■ **Request**
Edit everything from the line containing "Kindly give the mask of every instance of the soldier's" down to the end of the listing so that "Kindly" becomes "Please", and leave the rest of those lines unchanged.

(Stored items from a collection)
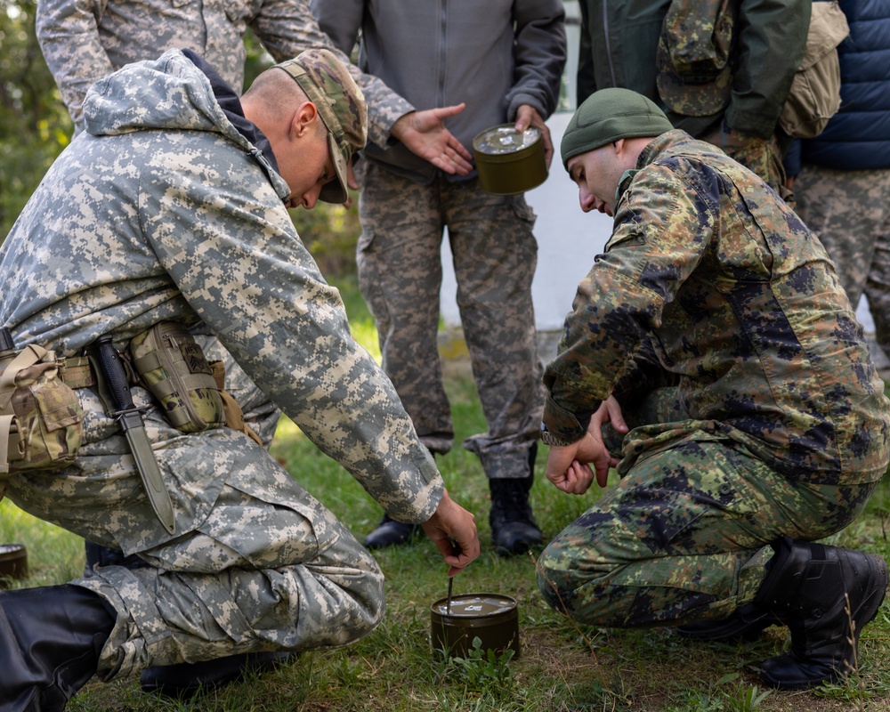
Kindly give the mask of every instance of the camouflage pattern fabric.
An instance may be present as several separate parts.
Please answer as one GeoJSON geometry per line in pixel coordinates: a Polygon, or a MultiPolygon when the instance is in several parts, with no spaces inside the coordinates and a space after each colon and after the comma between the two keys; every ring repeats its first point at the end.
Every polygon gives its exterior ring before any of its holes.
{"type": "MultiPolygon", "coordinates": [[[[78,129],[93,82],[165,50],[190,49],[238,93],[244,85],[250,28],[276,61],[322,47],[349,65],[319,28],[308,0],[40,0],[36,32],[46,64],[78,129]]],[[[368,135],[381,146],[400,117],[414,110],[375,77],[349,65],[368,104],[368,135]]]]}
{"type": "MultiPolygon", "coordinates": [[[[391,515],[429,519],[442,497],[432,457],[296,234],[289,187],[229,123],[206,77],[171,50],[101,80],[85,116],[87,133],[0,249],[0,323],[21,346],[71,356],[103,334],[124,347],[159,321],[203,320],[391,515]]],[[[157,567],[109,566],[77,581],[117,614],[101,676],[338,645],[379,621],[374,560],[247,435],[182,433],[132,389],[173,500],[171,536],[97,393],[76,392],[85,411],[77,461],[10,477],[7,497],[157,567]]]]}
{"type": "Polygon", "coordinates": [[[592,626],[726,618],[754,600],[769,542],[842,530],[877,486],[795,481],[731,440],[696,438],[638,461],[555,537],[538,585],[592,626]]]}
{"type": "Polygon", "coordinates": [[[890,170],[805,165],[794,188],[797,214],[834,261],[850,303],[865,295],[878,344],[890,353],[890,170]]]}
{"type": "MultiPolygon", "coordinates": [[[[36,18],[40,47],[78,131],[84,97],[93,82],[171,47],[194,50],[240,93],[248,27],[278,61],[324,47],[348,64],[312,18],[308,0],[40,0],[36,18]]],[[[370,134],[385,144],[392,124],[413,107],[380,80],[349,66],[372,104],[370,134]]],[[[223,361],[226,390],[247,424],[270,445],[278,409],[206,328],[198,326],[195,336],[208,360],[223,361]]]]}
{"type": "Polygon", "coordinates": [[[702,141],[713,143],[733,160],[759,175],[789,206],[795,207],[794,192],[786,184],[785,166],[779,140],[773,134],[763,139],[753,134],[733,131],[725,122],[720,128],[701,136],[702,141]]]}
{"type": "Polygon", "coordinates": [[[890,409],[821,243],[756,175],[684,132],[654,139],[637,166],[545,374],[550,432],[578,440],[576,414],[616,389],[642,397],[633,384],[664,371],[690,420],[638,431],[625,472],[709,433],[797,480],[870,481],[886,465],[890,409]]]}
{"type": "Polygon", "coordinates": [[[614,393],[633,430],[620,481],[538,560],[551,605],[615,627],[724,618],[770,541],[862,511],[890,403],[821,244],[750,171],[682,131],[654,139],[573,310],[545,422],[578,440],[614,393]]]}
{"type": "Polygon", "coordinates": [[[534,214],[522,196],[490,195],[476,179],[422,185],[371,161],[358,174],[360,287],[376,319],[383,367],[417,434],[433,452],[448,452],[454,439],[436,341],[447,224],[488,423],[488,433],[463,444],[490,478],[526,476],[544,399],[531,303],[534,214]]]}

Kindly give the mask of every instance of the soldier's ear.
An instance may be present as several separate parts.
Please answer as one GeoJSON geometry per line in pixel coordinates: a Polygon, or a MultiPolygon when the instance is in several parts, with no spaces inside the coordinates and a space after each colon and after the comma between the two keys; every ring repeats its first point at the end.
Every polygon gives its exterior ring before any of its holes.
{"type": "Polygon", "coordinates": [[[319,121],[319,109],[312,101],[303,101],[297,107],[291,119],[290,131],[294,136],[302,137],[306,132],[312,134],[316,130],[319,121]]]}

■ **Output for this exercise**
Please give the mask of every instance of the soldier's ear.
An instance may be present as several separate parts.
Please answer as one GeoJSON geometry per line in pixel coordinates: a Polygon, or a MultiPolygon when the instance is in several parts, with no spaces inside the coordinates and a space after each colon and after the comma between the two keys; every ring repeats its first point at the end.
Every polygon gives its exterior ring before any of its holes.
{"type": "Polygon", "coordinates": [[[319,121],[319,109],[312,101],[303,101],[297,107],[291,119],[290,131],[294,136],[302,137],[306,132],[312,134],[316,130],[319,121]]]}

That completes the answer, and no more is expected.